* _Stated task 1_: Pull out each line of the records below that contains the word "backdrop".

Thursday, November 13

to forgive & forget.

so today was that day. the day ive been waiting on for so long. this is a touchy subject so hopefully i can get through this without shedding a few tears. i was woken up around four o'clock pm by my sister. she's holding a phone & there's this voice on the other end. that voice being my father. pretty much i was speechless. at the same time though i seen it coming.

let me back track for a second. earlier this week. . . maybe even last weekend - my only brother, who's 25, somehow got in contact with one of my sisters. ive never talked to him before & neither has any of my sisters. ive only seen one picture of him when he was about seven or so when i was younger. so i knew of him but didnt "know" him. my sister told me they talked. he pretty much told her all about him & wanted to know what was going on in our lives. we share the same dad. him, me, my twin sisters & my youngest sister. but unlike us - our father has been in his life. . . all his life. so yeah, him & my sister were talking back & forth for like two or three days.

crazy, right?

well today my sister comes in my room, wakes me up (phones on speaker) & tells me our "dad" is on the phone. first thought that goes through my mind was literally WHAT THE FUCK. i'm listening while they talk. it was so eerie because. . . he never forgot about us like we figured he did. he went on about how he hasnt forgotten our birthdays & there wasnt a day that went by when he didnt think about us. how he fought for us. how he knew that one day; we'd reunite. fuckit i'm just gonna be real & pretty much lay everything out there. its to the point where. . . the shit that he did doesnt hurt as much when spoken on. because i'm over it. he molested me & my sisters & was abusive to my mother. like on some ike & tina turner type shit. and i was maybe one or two. so thank god i dont remember any of it. what hurts the most though. TIL THIS DAY, he still denies everything. it eats me up inside & pisses me off that he's calling my mom a liar. because thats what he's doing by denying it. & to be honest i'm really torn. i know my mom wouldnt lie about that. something so serious & whats been my truth. . . all my life. now its like i'm confused. does he really deserve a second chance? lol he still calls me squirrel which was my nickname when i was younger. fuck, hereeee come the tears.

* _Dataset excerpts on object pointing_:

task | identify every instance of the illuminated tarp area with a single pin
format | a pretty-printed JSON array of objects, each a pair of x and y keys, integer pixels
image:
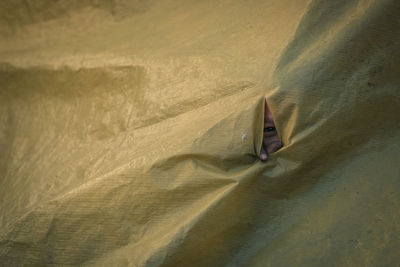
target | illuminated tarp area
[{"x": 129, "y": 133}]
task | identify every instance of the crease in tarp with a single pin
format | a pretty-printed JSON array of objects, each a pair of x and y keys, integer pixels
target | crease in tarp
[{"x": 188, "y": 189}]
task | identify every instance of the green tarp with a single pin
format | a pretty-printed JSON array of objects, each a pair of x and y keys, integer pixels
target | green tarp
[{"x": 129, "y": 133}]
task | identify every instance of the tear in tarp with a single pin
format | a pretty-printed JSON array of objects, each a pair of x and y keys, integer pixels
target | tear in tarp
[{"x": 130, "y": 132}]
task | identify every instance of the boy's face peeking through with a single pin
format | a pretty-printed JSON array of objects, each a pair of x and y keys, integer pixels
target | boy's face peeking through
[{"x": 271, "y": 139}]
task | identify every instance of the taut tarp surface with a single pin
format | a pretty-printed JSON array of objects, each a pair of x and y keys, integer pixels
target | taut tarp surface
[{"x": 129, "y": 133}]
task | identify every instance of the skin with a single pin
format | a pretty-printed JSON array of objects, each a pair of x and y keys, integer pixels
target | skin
[{"x": 271, "y": 139}]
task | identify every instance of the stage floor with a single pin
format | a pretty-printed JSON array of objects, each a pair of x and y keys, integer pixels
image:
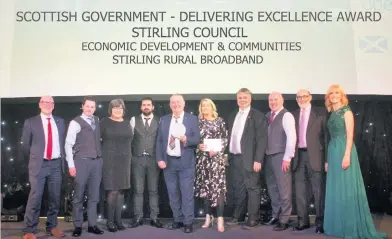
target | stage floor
[{"x": 12, "y": 230}]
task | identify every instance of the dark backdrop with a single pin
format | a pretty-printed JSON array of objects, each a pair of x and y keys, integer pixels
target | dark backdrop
[{"x": 373, "y": 138}]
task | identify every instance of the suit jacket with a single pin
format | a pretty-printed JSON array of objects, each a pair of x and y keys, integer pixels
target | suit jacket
[
  {"x": 188, "y": 152},
  {"x": 33, "y": 138},
  {"x": 254, "y": 137},
  {"x": 316, "y": 137}
]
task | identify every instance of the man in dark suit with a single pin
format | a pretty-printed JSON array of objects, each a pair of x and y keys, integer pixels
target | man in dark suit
[
  {"x": 247, "y": 143},
  {"x": 311, "y": 126},
  {"x": 43, "y": 143},
  {"x": 84, "y": 158},
  {"x": 145, "y": 128},
  {"x": 175, "y": 154}
]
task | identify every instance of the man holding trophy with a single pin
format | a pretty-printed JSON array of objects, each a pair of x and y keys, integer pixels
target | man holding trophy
[{"x": 177, "y": 140}]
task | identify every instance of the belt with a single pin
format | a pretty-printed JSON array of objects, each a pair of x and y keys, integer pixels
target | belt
[
  {"x": 176, "y": 157},
  {"x": 52, "y": 159}
]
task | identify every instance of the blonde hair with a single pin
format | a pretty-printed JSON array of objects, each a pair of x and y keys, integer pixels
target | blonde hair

* _Stated task 2_: Write out the stretch of the diary entry above from "so today was" through "seen it coming.", putting "receiver" in place of "phone".

* _Task answer 1_:
task | identify every instance of the dark backdrop with a single pin
target | dark backdrop

* _Task answer 2_:
so today was that day. the day ive been waiting on for so long. this is a touchy subject so hopefully i can get through this without shedding a few tears. i was woken up around four o'clock pm by my sister. she's holding a receiver & there's this voice on the other end. that voice being my father. pretty much i was speechless. at the same time though i seen it coming.